++++ Studietekst

Audrey van der Vegt kreeg een nieuw hart
Eigenlijk is onze wandeling met Audrey heel symbolisch. Door hartproblemen kon ze een jaar geleden namelijk vrijwel niks. Ze lag een halfjaar in het ziekenhuis, kreeg in februari een nieuw hart en sindsdien voelt ze zich elke dag een beetje beter. Het voelt als een wederopstanding. En dat maakt deze wandeling extra bijzonder.
We treffen een breed lachende Audrey bij Den Alerdinck. Een lach die niet snel van haar gezicht verdwijnt. Ze is positief. Altijd geweest en altijd gebleven. Ondanks alles. “Ik wandel hier graag samen met mijn man”, zo vertelt ze. “Ik heb het heel lang niet gekund, dus tegenwoordig geniet ik daar extra van.” Al op haar vijftiende ontdekte Audrey dat ze problemen had met haar hart. Ze viel vaak flauw en dat bleek te komen door een verdikte hartspier. “Mijn hartslag zakte dan zo ver dat die niet meer te meten was. Vandaar dat ik een pacemaker kreeg”, zo vertelt ze terwijl we over de Den Alerdinckweg lopen. “Ik had er eigenlijk wel vertrouwen in. Mijn vader had er ook één en hij kon er altijd goed mee leven. Dat gold in eerste instantie ook voor mij, maar naarmate ik ouder werd, kreeg ik steeds vaker vermoeidheidsklachten. Ik zocht er niet zoveel achter, maar tijdens mijn derde zwangerschap ging het mis. Mijn hartspier bleek zwaar verdikt en dat was een groot risico voor mij en de kleine. Ik moest in het ziekenhuis blijven tot de bevalling. Gelukkig liep dat allemaal goed af, maar ondertussen kregen ook steeds meer familieleden te maken met hartproblemen. Het bleek een gen, eentje die ik en heel veel mensen in de familie dragen. Je hoeft geen klachten te krijgen, maar je kan het gen wél overdragen. Mijn drie kinderen hebben het ook. De oudste heeft inmiddels een pacemaker.”

++++++++
++++ Fragmenten uit materiaal

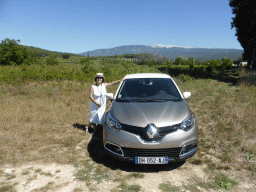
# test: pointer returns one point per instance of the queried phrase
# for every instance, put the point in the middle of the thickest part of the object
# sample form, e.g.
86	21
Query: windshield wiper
122	100
150	100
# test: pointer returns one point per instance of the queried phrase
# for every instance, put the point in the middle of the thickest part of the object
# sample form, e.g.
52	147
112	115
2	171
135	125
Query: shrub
84	60
52	60
186	78
11	53
66	55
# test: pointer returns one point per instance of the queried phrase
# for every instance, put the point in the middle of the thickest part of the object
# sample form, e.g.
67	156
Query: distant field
38	117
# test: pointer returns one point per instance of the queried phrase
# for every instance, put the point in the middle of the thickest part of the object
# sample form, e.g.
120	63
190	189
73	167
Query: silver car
149	121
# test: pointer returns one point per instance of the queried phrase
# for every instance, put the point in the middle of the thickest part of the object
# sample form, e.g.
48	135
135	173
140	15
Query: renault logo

++++++++

▶ Opdracht
Hoe oud was Audrey volgens de tekst over haar nieuwe hart toen ze ontdekte dat ze problemen met haar hart had?

▶ Schriftelijk antwoord
Ze was vijftien jaar.